▶ [Data shown]
— Begin —
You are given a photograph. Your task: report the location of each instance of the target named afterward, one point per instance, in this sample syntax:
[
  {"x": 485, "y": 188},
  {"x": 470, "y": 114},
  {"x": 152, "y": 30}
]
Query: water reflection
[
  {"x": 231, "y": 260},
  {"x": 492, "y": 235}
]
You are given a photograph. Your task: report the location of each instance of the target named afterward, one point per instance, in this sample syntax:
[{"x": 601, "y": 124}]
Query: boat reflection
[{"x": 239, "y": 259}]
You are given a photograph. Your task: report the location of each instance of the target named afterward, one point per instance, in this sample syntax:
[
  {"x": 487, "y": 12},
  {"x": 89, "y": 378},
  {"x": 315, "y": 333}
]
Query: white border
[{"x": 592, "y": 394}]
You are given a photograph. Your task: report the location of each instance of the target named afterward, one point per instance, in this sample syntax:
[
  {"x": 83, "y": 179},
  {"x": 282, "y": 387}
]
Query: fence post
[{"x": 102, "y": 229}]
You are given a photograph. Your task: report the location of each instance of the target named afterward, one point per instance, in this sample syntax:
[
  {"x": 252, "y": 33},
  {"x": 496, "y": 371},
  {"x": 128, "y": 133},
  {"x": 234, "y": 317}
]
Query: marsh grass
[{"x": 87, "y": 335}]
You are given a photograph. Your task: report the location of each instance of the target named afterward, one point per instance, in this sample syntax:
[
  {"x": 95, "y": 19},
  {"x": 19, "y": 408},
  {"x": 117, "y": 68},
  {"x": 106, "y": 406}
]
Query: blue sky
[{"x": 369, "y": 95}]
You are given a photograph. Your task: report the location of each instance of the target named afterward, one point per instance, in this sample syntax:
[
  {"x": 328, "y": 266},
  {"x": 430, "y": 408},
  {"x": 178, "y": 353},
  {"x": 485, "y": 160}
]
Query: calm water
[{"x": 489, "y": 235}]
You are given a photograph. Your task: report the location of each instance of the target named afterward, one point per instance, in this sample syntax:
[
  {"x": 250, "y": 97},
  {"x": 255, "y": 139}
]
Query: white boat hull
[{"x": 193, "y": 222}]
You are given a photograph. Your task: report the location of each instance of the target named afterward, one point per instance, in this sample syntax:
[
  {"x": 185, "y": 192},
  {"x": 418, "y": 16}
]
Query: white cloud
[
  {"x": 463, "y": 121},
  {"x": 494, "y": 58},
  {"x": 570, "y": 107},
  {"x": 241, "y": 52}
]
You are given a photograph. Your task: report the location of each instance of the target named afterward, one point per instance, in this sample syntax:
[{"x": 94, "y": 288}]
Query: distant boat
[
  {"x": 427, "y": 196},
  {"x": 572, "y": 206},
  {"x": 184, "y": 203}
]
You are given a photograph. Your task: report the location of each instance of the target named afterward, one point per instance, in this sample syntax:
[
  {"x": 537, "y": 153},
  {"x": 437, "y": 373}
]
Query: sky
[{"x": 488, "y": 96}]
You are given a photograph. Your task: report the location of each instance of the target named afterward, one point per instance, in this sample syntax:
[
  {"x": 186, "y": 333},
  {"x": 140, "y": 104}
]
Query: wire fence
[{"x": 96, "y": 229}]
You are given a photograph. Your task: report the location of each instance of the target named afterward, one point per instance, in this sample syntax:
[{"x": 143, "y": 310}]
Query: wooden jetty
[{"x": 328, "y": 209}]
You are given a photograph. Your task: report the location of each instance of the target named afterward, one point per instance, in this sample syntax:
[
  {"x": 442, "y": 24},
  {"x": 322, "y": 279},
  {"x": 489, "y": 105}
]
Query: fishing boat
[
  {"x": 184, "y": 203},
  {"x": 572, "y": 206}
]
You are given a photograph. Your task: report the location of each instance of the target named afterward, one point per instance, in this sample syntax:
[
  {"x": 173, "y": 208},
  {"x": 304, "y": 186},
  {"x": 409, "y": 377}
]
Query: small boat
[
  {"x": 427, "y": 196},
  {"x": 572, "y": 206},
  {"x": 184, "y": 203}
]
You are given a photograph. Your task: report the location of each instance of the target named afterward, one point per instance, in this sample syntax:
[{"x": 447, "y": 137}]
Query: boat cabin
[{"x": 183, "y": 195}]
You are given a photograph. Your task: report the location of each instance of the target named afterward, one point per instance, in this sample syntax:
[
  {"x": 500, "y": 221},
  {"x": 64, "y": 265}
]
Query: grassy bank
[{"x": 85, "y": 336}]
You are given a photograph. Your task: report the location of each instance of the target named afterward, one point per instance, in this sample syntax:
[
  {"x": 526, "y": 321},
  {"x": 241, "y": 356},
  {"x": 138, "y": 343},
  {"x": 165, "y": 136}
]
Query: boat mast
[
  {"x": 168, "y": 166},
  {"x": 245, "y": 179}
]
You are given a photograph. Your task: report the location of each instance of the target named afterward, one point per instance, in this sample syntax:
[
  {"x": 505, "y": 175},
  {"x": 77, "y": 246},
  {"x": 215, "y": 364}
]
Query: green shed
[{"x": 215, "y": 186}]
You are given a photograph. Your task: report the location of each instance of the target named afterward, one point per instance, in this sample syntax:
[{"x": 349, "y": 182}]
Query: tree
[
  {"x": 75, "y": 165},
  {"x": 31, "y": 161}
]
— End —
▶ [The task] Which lines in the entries above contain the word "reflection"? Collect every one of them and copy each line out in full.

▶ [Problem solution]
Query: water reflection
Query: boat reflection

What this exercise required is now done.